■ WORK REQUIRED
Count the lines in the rows below that contain the word "person", treating uppercase and lowercase as different. Give only the number.

[Rows excerpted from a collection]
▽
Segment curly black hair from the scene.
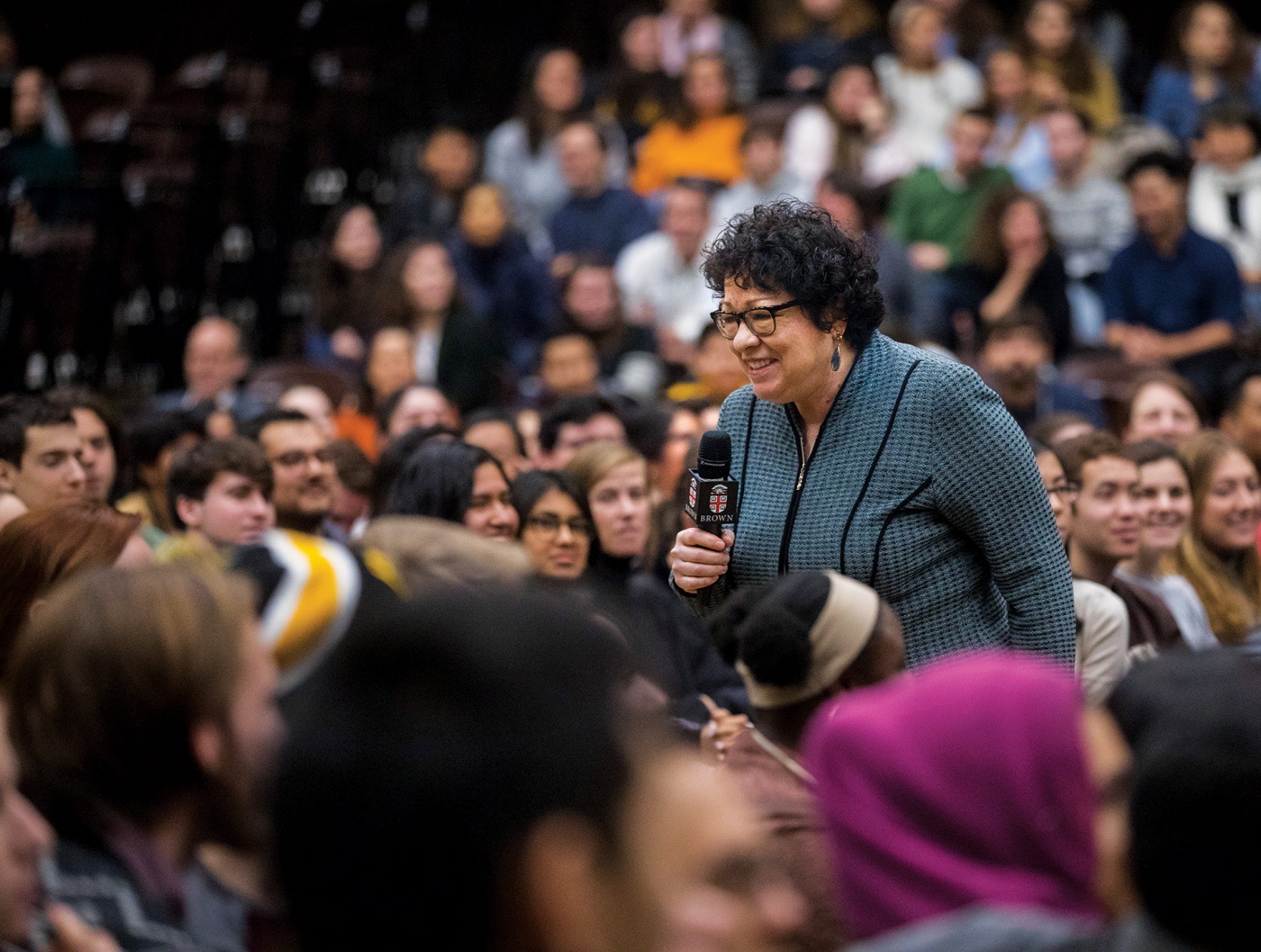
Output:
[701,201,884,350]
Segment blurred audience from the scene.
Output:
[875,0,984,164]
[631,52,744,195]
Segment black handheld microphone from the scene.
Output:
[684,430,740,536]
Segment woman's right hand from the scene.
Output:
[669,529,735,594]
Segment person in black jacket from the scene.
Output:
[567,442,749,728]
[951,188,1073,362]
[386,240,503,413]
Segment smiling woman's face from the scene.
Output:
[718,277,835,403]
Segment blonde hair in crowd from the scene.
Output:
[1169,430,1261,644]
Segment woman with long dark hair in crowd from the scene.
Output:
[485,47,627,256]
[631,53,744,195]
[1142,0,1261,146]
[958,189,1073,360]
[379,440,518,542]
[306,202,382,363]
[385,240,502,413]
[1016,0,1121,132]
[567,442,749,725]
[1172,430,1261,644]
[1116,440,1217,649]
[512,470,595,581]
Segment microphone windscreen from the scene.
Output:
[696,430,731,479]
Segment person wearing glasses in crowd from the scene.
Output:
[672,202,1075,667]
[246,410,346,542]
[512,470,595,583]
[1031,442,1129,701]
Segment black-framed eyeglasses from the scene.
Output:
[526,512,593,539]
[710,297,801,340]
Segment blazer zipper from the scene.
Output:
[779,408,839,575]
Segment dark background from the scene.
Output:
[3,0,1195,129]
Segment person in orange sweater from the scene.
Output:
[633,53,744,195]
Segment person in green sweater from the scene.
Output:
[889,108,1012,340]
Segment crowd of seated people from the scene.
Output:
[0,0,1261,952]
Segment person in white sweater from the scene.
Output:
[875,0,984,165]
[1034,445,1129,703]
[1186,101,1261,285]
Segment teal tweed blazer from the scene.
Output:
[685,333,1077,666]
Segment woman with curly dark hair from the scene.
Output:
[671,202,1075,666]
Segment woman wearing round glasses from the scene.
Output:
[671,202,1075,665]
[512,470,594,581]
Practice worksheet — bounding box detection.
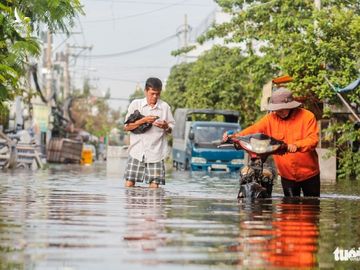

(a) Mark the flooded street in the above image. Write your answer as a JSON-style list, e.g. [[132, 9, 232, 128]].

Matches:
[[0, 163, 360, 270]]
△
▽
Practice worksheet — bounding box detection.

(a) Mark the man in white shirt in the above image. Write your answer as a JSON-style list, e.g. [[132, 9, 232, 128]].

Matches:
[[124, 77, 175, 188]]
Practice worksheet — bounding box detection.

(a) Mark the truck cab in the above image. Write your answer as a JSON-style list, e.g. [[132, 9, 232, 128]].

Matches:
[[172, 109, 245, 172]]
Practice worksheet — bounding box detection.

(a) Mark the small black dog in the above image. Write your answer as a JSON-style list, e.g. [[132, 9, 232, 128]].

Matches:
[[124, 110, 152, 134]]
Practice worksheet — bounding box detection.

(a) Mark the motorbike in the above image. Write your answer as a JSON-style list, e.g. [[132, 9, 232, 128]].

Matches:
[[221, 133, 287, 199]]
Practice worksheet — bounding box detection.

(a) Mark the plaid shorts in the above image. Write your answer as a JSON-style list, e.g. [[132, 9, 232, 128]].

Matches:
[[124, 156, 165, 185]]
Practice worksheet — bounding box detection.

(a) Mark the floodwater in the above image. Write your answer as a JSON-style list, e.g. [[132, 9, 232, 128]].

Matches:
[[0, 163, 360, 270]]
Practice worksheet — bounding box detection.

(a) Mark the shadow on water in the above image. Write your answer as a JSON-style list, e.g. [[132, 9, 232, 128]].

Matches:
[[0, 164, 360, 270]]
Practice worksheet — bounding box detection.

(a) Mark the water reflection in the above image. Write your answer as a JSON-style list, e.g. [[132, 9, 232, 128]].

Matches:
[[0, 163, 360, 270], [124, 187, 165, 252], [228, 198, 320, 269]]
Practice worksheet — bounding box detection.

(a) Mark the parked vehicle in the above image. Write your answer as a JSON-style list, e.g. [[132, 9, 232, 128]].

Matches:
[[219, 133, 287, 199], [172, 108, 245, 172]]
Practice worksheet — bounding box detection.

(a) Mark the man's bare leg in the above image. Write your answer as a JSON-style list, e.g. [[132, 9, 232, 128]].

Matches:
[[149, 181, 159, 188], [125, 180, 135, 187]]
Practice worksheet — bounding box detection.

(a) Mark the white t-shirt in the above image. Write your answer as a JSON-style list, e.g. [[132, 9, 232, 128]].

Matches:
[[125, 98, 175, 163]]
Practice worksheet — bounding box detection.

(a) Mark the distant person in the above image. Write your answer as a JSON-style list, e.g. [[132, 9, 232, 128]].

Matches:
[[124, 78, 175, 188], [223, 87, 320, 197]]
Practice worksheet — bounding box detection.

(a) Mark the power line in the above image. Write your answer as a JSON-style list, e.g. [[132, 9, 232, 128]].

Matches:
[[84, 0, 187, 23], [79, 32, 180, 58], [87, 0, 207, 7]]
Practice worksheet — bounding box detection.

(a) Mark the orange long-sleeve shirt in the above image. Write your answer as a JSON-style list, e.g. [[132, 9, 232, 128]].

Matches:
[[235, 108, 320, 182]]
△
■ RESPONSE
6